**Problem to work on:**
Please reproduce the listing in full, exactly as given.

**Dataset entries:**

-------

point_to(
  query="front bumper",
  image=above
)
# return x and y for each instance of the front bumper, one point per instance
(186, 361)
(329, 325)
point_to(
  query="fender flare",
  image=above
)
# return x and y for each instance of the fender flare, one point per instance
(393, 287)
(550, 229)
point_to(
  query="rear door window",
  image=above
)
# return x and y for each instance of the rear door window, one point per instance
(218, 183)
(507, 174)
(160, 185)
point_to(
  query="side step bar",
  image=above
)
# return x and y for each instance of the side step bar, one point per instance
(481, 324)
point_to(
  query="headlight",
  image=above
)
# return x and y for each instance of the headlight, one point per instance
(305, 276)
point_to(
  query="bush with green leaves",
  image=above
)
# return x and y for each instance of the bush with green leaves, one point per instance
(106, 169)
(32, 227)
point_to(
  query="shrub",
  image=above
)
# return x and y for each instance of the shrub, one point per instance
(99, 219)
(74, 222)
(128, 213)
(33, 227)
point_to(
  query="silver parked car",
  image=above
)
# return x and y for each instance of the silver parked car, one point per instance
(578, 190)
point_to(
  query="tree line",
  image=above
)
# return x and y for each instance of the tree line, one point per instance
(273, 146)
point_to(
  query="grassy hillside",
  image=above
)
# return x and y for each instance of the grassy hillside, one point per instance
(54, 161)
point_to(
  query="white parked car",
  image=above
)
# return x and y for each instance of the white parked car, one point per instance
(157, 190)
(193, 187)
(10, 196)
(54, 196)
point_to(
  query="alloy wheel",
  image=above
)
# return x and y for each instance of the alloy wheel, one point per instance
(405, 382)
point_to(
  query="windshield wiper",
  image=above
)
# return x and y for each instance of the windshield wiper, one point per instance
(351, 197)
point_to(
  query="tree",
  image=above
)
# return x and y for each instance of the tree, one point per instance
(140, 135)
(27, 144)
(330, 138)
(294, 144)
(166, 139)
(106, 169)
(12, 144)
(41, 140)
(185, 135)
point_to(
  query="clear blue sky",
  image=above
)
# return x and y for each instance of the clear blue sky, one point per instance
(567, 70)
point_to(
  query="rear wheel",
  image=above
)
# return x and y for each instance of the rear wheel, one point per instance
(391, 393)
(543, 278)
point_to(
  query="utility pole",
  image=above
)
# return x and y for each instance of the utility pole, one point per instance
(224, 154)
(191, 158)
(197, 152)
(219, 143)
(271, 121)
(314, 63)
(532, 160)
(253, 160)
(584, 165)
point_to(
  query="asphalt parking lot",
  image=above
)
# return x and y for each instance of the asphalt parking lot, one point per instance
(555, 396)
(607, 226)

-------

**Response box:**
point_to(
  query="front bumper",
  image=above
)
# return x and y for each instance of the front bumper, one point per instance
(186, 361)
(329, 325)
point_to(
  query="fender flare",
  image=above
)
# return x and y for each instance of the fender flare, one point per instance
(393, 287)
(550, 229)
point_to(
  query="rear door window",
  image=above
)
# return x and y for each instance of the rear door window, one point per instance
(218, 183)
(507, 174)
(160, 185)
point_to(
  query="side step bar",
  image=above
)
# return x and y for each instance of the side step bar, one point per instance
(481, 324)
point_to(
  query="headlight",
  image=above
)
# return x and y for each instance of the headlight, one point per instance
(305, 276)
point_to(
  query="bush with green leaves",
  image=above
)
# return x and y for each instance of the bush with green leaves, one point per instance
(106, 169)
(32, 227)
point_to(
  query="shrub",
  image=above
)
# return x and y for each instance of the shrub, one point per instance
(99, 219)
(74, 222)
(128, 213)
(33, 227)
point_to(
  query="silver parked car",
  image=above
)
# return x and y for each instance of the silver parked car, one point per instance
(578, 190)
point_to(
  query="tree line",
  image=above
)
# return x and y for each instance of the tree line, one point per instance
(273, 146)
point_to(
  query="grassy hillside",
  image=above
)
# return x and y for each instance of the grassy hillside, one point per instance
(54, 161)
point_to(
  query="white parked car",
  image=above
)
# return x and y for each instance of the white parked car, one point per instance
(157, 190)
(193, 187)
(10, 196)
(54, 196)
point_to(
  query="alloy wheel",
  image=above
)
# return x and y for each instance of the alloy wheel, one point per instance
(405, 382)
point_to(
  query="windshield wiper",
  image=above
)
# return x and y for each instance of the windshield wiper, one point per instance
(351, 197)
point_to(
  query="tree",
  image=above
)
# return x and y for each instance of the tree, one point per instance
(140, 135)
(27, 144)
(330, 138)
(294, 144)
(166, 139)
(106, 169)
(12, 144)
(41, 140)
(185, 135)
point_to(
  query="clear blue sky",
  image=above
)
# return x and y for each instance of the clear blue sky, one point per instance
(567, 70)
point_to(
  query="rear wheel",
  image=above
)
# return x and y for each instance of the rear wheel, one point per instance
(391, 393)
(543, 278)
point_to(
  query="utility pole",
  image=above
)
# return x and y for each instance of the utility pole, one point per instance
(224, 154)
(191, 158)
(197, 152)
(219, 143)
(271, 121)
(314, 63)
(532, 160)
(253, 160)
(584, 165)
point_to(
  query="asphalt parking lot",
  image=above
)
# return x and y for each instance of the asphalt parking lot, one point per instance
(555, 396)
(607, 226)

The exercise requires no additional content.